## What is required
Your answer should consist of the lines holding "logo", copied from the material below.

## Records for the exercise
——

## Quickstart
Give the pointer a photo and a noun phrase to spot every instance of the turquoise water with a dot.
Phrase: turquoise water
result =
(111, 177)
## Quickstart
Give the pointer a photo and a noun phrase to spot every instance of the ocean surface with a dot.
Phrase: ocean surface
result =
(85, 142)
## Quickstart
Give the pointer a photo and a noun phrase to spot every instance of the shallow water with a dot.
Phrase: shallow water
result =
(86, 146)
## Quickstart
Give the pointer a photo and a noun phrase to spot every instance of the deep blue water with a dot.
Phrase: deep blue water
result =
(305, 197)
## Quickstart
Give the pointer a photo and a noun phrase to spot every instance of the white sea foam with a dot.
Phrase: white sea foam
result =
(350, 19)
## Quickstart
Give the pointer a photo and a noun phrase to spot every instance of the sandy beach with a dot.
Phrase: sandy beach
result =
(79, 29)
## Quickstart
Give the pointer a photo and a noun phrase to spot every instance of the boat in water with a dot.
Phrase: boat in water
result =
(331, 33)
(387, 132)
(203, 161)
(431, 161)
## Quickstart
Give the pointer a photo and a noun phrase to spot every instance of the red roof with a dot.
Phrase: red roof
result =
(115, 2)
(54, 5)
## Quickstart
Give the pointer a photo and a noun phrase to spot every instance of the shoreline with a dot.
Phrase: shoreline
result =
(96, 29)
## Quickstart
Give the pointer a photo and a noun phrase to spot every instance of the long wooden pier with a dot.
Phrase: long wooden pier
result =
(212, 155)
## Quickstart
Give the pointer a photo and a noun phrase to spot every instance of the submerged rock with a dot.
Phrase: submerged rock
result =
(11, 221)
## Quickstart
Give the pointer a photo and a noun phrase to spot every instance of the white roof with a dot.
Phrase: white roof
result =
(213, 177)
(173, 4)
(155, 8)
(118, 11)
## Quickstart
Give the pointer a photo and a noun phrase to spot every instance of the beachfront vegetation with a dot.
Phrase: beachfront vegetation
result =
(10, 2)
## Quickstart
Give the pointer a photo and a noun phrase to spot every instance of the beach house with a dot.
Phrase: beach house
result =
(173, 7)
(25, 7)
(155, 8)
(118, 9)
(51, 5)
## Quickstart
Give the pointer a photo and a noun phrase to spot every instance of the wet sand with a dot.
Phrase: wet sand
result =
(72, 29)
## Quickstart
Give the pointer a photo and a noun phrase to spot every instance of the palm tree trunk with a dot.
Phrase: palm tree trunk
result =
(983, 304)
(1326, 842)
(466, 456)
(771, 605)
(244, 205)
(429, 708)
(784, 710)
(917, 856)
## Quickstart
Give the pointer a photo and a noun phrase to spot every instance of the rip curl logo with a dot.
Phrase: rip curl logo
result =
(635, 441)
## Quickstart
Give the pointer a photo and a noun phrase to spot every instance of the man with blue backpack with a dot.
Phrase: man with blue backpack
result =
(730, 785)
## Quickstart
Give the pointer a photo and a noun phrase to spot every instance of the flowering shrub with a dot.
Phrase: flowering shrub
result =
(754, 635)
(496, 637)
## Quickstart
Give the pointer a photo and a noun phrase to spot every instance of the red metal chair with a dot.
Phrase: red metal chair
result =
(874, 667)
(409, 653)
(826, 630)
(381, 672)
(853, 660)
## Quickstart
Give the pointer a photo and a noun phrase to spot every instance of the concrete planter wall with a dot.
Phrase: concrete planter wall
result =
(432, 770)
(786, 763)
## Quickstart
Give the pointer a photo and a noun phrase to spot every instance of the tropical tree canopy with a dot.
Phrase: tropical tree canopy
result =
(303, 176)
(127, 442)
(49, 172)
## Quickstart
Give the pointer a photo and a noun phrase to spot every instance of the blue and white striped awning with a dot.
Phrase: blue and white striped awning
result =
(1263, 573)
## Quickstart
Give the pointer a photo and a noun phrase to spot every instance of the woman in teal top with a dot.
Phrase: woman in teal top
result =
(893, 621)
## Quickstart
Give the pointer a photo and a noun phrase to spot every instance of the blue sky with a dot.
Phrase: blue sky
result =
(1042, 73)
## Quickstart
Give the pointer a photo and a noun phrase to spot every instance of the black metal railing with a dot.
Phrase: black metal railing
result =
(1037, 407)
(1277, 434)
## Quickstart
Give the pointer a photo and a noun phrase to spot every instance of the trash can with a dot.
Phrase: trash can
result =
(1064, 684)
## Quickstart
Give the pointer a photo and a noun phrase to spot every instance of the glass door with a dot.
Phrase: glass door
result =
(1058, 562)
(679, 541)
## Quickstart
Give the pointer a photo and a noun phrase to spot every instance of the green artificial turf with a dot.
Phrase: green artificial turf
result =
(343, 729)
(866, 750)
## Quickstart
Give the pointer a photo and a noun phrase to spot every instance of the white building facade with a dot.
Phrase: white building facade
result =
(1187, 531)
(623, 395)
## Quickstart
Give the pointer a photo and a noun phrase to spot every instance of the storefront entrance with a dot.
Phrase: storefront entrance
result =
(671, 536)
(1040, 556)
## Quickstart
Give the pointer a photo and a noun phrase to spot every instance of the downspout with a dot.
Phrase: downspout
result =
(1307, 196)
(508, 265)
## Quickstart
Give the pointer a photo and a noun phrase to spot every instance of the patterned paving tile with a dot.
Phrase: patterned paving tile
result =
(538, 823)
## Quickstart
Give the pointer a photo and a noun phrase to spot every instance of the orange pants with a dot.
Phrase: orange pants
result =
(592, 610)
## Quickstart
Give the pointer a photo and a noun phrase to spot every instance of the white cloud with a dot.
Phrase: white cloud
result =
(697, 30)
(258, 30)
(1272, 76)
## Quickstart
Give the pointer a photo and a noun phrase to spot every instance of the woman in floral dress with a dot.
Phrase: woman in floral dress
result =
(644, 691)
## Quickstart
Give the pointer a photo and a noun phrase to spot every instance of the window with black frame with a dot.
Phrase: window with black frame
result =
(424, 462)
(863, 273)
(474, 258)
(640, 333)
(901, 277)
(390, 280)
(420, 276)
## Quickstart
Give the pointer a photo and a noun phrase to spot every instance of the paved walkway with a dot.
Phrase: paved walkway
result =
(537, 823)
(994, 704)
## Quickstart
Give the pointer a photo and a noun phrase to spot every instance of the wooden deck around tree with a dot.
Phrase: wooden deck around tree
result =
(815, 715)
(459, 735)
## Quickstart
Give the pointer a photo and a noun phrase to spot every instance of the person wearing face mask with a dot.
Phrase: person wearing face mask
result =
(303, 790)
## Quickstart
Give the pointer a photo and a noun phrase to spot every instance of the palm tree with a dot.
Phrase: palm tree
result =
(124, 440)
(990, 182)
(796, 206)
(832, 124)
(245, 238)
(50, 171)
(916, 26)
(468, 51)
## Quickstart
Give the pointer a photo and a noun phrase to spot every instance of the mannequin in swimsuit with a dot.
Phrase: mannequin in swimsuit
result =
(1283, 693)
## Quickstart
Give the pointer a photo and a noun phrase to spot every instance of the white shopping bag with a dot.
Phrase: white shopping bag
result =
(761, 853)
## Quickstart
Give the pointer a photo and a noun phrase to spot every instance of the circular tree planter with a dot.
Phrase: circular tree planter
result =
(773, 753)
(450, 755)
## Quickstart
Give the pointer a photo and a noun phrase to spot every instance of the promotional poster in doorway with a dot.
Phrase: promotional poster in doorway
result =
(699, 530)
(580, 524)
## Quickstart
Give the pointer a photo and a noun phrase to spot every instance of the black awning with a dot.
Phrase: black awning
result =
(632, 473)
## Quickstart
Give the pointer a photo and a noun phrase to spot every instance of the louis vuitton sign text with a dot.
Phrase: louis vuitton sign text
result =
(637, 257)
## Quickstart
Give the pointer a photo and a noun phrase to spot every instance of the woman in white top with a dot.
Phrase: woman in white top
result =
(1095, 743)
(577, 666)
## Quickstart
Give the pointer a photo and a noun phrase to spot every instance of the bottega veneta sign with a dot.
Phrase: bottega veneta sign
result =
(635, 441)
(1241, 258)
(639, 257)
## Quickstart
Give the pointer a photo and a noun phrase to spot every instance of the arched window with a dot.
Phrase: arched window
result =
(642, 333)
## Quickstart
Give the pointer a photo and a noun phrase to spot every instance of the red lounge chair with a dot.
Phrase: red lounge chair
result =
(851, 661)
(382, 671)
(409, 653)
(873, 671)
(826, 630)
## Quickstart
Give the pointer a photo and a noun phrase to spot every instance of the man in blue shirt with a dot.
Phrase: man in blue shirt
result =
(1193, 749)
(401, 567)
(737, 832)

——

## Answer to this exercise
Give the pointer a photo and a noun phrase to spot every instance of the rip curl logo with a dot.
Phrase: rip curl logo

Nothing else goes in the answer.